● **本文**
* * * *

先輩のデビュー作なので、読んでみました。
書いていた内容が消えてしまって感想を書く気力が失せたので若干軽めに。

あらすじを公式サイトより引用。
京都左京区のマンション。空き巣に入った泥棒カップルは、痴話ゲンカ真っ最中だった。
その向かいのオフィスビル屋上。青年は潜入した人身売買組織に、殺人を強要されていた。
悪鬼蔓延る上海の外灘地区。最強の殺し屋は、今まさに亡き師匠の敵を追い詰めていた。
そこから1200kmの広東省。田舎町のパブで、かつて少年は23回目のチェックメイトを宣言した。
――伝説の賭博師“うさぎ強盗”が彼らの物語を繋ぐとき、驚愕のエンディングが訪れる! 


正直にいうと、読みながらはじめに抱いた感想は、悔しい!でした。
知り合いが作家デビューするの見るの初めてなので、なんていうか私も頑張らないとみたいな。

そういう風に思うくらいには、おもしろかったです。
特に会話の応酬が読んでて楽しい。
途中から、作者さんの声で再生されてしまって、あっ……ってなったけど(笑)
台詞から構築されるキャラクターも魅力的で。樹里かわいい。
ところで何故うちのサークルの人たちは知り合いの名前を使うんだろう。

殺し屋や裏社会の設定(キャラクターではなく設定)が伊坂の殺し屋さんたちっぽいなと思ったり。グラスホッパーとかマリアビートルとかあの辺の。
名前のつけ方とかね。
椿は実は桃って名前で情報屋やってない?
カクヨム版を先に読んでいた知人によると、「伊坂と西尾と成田良悟を足して4で割った感じ」らしいので、私はその中では伊坂しかよく知らないからその要素だけがクローズアップされて見えたんだろうと思うのですが。

群像劇的な話運びで、現在と過去の話が交互に書かれるので、ミステリーと銘打たれてもいるし読者としては当然入れ替わりを疑う。殺し屋は通名だし、うさぎ強盗も本名ではないので、そうなると同じ名前だけど中身は別の人とか、同一人物が別の名前で呼ばれているとか、よくあるパターンですよね。
実際に読み進めていくと、“うさぎ強盗”は何か、“黒崎雅也”とは何者か、という問いが読者の目の前に提示される。
読んでいるうちに見え方が二転三転していくんですが、おもしろいけどそこがどうにも分かりにくい。
驚きと納得が同時にはやって来ないというか、まず驚いて、それから考えて納得させて、でも考えたことが正しいかどうかよく分からなくて若干もやっとしました。
分かりにくいのは細切れに読んでいたからかもしれない。
うさぎ強盗や他のキャラクターの行動の理由もあまりよくわからなかったです。そもそもどうして、というところが。読み飛ばしてたのかも。
エピローグでの伏線回収は好きでした。


あと装幀とデザインが好きです。扉絵がスタイリッシュで素敵だし、Web情報の見せ方が興味深い。
メッセージは吹き出し位置が送り手と受け手で異なる方がそれっぽいかもなと思ったけど。
もとが横書きのWeb小説だからこういう発想があるのかなとも思ったり。書くことって媒体によって左右されるのではないかと思っている。

* * * *

● **抽出した行**

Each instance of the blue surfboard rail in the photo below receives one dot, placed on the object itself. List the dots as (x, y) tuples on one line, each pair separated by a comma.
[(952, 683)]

* * * *

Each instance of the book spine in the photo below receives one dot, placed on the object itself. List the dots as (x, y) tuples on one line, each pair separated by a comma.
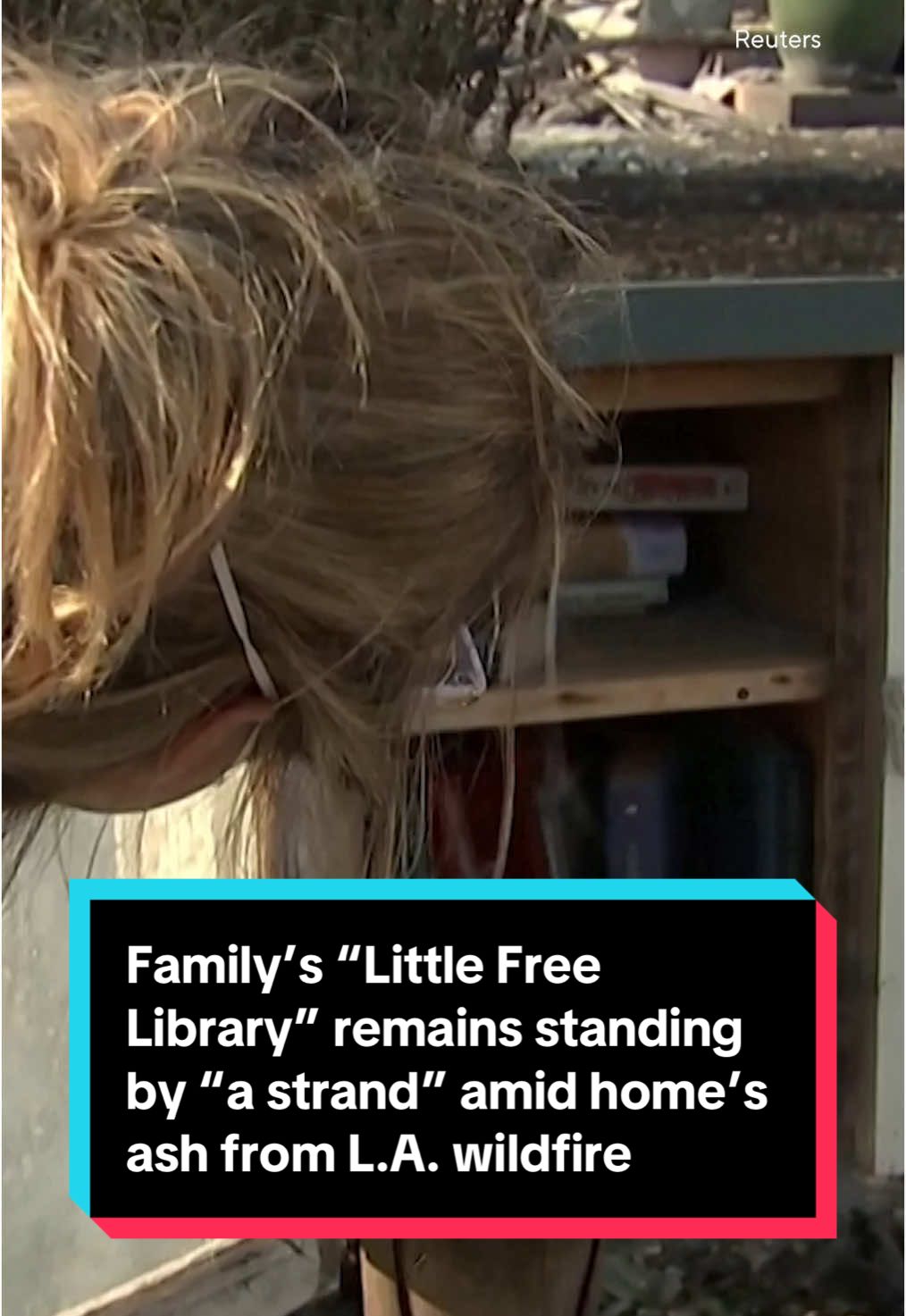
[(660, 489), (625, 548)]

* * * *

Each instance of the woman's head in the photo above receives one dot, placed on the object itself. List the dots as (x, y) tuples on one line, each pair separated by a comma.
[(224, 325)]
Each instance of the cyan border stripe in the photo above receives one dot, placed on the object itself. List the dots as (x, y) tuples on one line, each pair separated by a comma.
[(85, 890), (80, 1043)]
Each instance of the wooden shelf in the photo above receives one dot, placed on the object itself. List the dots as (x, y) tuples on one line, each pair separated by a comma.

* * * *

● **課題**
1. 本文のうち、「台詞から構築されるキャラクターも魅力的で。樹里かわいい。」を含む語句で始まり「椿は実は桃って名前で情報屋やってない?」で終わる部分を、「樹里」を「椿」に差し替えて書き直してください。
2. 本文の「エピローグでの伏線回収は好きでした。」という一文を英語に訳してください。
抽出した行はこの作業とは関係がありません。

● **解答**
1.
台詞から構築されるキャラクターも魅力的で。椿かわいい。
ところで何故うちのサークルの人たちは知り合いの名前を使うんだろう。

殺し屋や裏社会の設定(キャラクターではなく設定)が伊坂の殺し屋さんたちっぽいなと思ったり。グラスホッパーとかマリアビートルとかあの辺の。
名前のつけ方とかね。
椿は実は桃って名前で情報屋やってない?

2. I liked how the foreshadowing was paid off in the epilogue.